#### Directions
In the listing below, reproduce word for word the part that opens with the line containing "Task: Where can the dark" and closes with the line containing "[[253, 141]]", including both of those lines.

(Position annotation records)
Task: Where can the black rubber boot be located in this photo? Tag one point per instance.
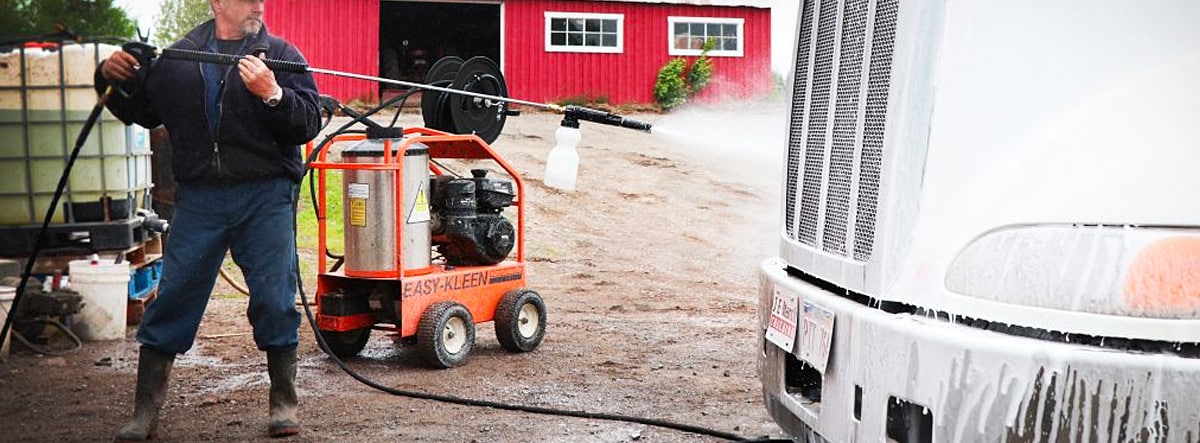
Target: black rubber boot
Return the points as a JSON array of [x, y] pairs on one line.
[[154, 371], [281, 365]]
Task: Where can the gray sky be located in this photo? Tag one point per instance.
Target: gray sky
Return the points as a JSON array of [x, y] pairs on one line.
[[783, 25]]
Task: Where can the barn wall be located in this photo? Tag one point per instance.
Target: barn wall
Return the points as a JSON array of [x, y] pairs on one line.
[[628, 77]]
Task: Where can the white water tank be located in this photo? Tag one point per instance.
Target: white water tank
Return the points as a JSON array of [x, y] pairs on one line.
[[46, 94]]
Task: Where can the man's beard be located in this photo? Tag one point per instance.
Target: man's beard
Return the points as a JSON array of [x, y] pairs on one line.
[[250, 27]]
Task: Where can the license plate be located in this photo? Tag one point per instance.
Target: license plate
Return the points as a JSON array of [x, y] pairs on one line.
[[781, 324], [816, 335]]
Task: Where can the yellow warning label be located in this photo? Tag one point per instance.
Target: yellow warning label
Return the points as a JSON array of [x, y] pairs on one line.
[[420, 210], [358, 211]]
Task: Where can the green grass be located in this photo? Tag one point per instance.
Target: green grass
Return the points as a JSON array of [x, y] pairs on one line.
[[306, 221]]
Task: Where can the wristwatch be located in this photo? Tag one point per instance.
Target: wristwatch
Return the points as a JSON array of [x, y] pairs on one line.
[[274, 100]]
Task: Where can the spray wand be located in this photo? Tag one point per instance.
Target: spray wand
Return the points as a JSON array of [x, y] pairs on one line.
[[145, 53]]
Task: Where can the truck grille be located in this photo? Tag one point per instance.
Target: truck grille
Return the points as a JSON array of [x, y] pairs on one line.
[[835, 138]]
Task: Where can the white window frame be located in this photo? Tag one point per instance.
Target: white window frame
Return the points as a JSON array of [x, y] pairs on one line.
[[723, 21], [557, 48]]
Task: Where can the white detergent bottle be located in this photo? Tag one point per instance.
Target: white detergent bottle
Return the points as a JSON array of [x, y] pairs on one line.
[[563, 163]]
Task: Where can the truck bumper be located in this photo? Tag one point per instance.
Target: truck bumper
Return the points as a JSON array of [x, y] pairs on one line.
[[907, 377]]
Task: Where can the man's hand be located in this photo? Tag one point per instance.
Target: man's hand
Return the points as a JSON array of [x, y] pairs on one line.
[[258, 78], [119, 66]]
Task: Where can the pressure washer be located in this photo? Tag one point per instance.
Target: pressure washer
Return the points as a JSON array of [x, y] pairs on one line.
[[401, 204]]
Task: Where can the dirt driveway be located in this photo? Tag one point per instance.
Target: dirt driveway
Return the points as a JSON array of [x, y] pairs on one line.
[[648, 275]]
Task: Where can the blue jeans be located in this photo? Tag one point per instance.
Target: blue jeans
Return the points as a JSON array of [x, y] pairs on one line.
[[256, 222]]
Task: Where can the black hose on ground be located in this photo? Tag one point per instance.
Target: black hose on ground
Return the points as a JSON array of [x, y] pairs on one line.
[[312, 321], [76, 343], [49, 211], [449, 399]]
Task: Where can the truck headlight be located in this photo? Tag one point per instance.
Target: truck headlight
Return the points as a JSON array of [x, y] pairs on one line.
[[1122, 270]]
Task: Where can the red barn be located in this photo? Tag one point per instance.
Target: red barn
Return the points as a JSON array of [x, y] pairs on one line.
[[547, 49]]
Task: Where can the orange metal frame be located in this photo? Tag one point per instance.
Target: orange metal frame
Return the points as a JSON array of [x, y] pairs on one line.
[[478, 288]]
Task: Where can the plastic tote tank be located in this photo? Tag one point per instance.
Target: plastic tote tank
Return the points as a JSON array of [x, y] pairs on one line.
[[46, 94]]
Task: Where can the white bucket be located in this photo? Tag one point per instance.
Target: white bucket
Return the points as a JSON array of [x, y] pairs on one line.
[[106, 292], [7, 294]]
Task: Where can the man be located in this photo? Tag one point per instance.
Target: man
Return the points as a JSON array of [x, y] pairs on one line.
[[234, 135]]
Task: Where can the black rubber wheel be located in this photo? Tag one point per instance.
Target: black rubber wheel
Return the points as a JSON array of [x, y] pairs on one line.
[[347, 343], [445, 334], [521, 321]]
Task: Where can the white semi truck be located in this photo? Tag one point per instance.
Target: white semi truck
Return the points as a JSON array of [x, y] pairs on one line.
[[989, 225]]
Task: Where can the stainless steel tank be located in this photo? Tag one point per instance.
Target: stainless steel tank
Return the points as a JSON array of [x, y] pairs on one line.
[[370, 209]]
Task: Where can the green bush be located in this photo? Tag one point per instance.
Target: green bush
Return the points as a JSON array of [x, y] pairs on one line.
[[677, 82], [670, 89], [701, 71]]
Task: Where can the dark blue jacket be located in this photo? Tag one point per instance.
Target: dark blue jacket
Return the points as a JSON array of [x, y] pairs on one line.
[[253, 141]]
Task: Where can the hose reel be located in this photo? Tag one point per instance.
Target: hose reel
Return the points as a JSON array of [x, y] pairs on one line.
[[459, 113]]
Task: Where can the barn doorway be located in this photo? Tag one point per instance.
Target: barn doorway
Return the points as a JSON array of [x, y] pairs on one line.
[[415, 34]]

#### Solution below
Task: Where can the dark blue jacket be located in this photo? Tag one point per instance.
Target: dark blue jacket
Return the points as a JSON array of [x, y] pairs on one line.
[[253, 141]]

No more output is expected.